(Dataset records):
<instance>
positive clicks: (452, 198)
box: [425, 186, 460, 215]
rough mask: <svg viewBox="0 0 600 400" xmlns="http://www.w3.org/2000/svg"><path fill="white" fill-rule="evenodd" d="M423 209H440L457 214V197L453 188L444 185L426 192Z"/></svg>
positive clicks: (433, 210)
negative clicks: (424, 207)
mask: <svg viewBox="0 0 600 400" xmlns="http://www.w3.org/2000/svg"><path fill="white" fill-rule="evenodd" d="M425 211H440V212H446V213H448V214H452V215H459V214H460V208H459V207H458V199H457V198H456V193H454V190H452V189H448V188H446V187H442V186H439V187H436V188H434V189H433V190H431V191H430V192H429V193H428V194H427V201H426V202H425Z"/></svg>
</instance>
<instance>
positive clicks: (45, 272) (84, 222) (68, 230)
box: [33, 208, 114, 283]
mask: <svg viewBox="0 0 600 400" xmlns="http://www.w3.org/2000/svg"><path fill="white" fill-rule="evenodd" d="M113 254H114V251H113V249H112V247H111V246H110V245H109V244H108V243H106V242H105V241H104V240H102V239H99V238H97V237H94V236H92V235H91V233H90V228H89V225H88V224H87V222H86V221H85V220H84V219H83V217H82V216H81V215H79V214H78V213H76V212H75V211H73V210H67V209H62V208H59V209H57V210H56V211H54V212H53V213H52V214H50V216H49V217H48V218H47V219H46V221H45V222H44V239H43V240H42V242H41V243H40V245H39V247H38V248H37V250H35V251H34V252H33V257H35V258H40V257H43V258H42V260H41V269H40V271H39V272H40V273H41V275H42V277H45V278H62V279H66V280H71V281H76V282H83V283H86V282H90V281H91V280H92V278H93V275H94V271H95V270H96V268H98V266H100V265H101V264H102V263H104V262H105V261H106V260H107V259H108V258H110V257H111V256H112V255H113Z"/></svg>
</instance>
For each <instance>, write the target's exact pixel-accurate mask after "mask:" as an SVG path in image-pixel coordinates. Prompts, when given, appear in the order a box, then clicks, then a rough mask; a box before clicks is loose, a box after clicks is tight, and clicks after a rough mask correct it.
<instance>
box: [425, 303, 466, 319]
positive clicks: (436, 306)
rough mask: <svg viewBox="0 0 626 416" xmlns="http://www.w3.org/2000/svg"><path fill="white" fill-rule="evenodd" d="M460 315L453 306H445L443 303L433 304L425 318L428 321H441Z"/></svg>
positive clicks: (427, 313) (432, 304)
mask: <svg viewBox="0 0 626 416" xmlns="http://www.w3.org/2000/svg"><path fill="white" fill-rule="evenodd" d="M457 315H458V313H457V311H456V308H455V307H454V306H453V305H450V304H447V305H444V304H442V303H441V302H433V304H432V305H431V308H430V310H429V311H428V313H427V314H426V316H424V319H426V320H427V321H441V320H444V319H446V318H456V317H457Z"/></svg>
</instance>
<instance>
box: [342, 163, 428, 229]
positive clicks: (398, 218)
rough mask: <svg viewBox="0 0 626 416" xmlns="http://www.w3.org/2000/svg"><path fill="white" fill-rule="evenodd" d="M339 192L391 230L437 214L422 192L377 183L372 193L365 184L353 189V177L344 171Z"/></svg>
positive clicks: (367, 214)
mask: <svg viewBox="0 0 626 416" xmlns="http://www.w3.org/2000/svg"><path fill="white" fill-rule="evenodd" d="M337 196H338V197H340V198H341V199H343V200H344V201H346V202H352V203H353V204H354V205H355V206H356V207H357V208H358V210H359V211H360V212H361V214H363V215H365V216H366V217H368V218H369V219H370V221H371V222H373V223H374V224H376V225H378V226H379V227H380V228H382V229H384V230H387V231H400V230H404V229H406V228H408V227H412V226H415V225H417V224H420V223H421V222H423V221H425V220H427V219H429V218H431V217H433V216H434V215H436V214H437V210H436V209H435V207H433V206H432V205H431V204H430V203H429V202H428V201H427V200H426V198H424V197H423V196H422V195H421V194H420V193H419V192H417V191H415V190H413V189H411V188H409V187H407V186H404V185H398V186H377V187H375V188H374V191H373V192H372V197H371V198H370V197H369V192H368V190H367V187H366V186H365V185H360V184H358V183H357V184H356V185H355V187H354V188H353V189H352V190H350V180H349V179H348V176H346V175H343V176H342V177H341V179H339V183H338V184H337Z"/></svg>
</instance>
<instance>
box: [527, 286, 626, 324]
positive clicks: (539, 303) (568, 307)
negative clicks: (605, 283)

(Assignment): Can you put the data starting at the line that contains "209H440L457 214V197L453 188L444" and ending after the line that contains "positive clicks: (433, 210)" into a Markdown table with the columns No. and Entry, one numbered row per line and blank lines omitted?

(Response to the exercise):
| No. | Entry |
|---|---|
| 1 | rough mask: <svg viewBox="0 0 600 400" xmlns="http://www.w3.org/2000/svg"><path fill="white" fill-rule="evenodd" d="M423 209H440L457 214V197L453 188L444 185L426 192Z"/></svg> |
| 2 | positive clicks: (433, 210) |